## PAGE TEXT
******
Site icon Valley Voice

Tulare hospital, with loan, inching closer to reopening

Tulare Local Health Care District (TLHCD) employees won’t miss a paycheck, and Tulare Regional Medical Center (TRMC) is one step closer to reopening its doors.

Quick Decision

At a very brief meeting held April 4, the District’s governing board voted 4-0 to accept a one-time $450,000 loan from Community Medical Centers, a Fresno-based medical management group.

The cash will be used to cover payroll and accounts payable.

“It was to cover payroll and a bill, that’s why they were doing it,” said TLHCD board member Steve Harrell.

The District has until May 1 to repay the no-interest loan. Current revenue streams will cover repayment, Harrell said.

“My question was how are we going to have that money in hand,” he said. “I was showed we have it on paper.”

Evolutions Not For Sale

The other item on the April 2 agenda was consideration of the sale and lease-back of the District’s public fitness facility, Evolutions, and the “lease of hospital facilities.” Had the board opted to sell the property, it would have leased the land back from the new owner and continued operations there.
******
## INFORMATION PROVIDED
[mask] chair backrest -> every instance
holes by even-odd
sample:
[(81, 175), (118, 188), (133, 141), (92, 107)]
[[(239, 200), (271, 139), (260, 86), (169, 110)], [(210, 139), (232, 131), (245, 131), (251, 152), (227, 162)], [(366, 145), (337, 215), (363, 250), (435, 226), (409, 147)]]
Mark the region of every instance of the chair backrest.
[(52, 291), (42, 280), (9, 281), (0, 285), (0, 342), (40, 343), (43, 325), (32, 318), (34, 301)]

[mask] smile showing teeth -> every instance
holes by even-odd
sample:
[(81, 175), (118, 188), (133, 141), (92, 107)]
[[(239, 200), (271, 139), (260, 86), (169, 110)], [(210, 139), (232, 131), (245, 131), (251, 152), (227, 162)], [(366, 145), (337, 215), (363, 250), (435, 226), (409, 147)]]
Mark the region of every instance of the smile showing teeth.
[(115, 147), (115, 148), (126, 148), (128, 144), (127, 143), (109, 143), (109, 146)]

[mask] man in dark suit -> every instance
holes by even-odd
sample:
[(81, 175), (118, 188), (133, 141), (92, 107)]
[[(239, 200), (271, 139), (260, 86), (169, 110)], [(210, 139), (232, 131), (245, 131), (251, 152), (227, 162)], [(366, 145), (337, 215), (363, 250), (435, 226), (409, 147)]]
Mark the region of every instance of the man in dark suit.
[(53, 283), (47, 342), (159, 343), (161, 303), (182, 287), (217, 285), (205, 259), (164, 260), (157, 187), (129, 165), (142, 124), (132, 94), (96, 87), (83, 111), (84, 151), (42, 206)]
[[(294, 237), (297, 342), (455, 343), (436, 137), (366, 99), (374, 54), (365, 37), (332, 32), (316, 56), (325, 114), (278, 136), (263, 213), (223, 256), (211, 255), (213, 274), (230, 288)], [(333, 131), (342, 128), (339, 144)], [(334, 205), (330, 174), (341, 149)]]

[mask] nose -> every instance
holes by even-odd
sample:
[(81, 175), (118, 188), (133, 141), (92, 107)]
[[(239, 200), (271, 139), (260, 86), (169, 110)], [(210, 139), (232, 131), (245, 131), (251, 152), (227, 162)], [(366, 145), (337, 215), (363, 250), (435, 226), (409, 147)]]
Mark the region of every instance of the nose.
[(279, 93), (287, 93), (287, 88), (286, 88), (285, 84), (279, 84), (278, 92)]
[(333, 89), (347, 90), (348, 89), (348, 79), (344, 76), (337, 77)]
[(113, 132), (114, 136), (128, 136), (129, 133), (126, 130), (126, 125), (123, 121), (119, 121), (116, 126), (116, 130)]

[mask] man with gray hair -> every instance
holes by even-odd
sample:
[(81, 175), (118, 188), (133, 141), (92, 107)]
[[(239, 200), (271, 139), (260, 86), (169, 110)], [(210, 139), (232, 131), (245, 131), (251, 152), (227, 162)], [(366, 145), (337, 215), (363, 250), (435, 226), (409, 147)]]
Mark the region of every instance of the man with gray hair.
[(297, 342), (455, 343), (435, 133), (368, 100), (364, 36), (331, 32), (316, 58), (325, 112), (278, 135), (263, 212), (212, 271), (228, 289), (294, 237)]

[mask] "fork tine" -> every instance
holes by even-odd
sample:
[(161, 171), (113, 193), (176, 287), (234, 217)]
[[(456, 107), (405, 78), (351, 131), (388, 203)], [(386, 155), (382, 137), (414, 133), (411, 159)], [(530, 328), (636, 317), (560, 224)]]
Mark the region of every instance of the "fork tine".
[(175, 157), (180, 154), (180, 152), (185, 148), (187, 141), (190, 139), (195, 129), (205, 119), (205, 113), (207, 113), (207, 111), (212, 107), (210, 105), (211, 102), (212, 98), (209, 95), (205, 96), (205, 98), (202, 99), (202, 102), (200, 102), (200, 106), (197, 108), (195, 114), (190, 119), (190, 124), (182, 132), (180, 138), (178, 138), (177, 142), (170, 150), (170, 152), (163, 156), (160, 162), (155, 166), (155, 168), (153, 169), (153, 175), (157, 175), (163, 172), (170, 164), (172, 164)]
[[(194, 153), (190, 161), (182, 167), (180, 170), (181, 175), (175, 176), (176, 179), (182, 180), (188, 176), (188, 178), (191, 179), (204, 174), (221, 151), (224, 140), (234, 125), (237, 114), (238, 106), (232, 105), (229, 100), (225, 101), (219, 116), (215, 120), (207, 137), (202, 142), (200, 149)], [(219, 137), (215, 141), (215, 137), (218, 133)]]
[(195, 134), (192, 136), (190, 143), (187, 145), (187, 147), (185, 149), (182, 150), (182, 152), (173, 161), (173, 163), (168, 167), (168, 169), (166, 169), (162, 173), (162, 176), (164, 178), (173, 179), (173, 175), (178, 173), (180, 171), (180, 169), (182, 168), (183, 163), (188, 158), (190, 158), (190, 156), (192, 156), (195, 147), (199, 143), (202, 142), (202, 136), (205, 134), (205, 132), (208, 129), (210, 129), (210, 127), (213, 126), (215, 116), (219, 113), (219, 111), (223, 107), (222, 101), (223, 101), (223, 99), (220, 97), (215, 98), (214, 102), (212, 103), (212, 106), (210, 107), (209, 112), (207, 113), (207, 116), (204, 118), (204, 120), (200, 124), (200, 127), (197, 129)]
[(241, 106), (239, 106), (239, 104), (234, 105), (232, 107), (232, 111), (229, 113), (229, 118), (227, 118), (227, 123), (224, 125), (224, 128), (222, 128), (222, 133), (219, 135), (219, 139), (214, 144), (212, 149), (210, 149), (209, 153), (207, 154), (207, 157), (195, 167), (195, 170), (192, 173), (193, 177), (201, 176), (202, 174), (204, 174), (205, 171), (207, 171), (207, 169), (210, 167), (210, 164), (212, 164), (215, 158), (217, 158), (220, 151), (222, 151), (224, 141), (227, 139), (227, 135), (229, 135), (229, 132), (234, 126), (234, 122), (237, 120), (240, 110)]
******
## EXERCISE TASKS
1 – In the article on the Tulare hospital loan, by what date does the District have to repay the loan?
2 – List every date mentioned in the article on the Tulare hospital loan.
3 – Continue the article on the Tulare hospital loan from its final sentence.

## ANSWERS FOR THIS EXERCISE
1 – May 1

2 – April 4, May 1, April 2

3 –
It will not take that step. There was no report following the board’s closed-session decision to retain the Evolutions property at 1425 E. Prosperity Avenue.

A rumor circulated the District was considering selling the property to Dr. Yorai “Benny” Benzeevi, former manager of the District and CEO of Health Care Conglomerate Associates (HCCA).

HCCA holds a deed of trust for Evolutions and an adjacent plot, and has filed a pair of lawsuits against its former client.

Last month, the District, in a 3-2 split decision, voted to settle both suits. According to a District insider, Benzeevi will not get his hands on the District’s land.

Reopening TRMC

While the loan means the District will remain solvent as it undergoes reorganization under Chapter 9 of the federal Bankruptcy Code, there is still no firm date for the reopening of Tulare Regional.

Harrell, however, says he expects the hospital to reopen well within the next six months.

“We’re going to be open way before that,” he said.

Still, Harrell reports the road to getting patients treated at Tulare Regional is long, difficult and winding, and it’s proved to be full of unexpected pitfalls and delays. Yet Tulare Regional could open again at any time.

“Throughout the whole thing, I’m so optimistic I’ll tell you the next month, then we get something thrown at us,” he said.

Special Meeting Friday?

At its March meeting, the board tabled beginning the formalities for finding a management company willing to step into the gap left by the District’s estrangement with HCCA.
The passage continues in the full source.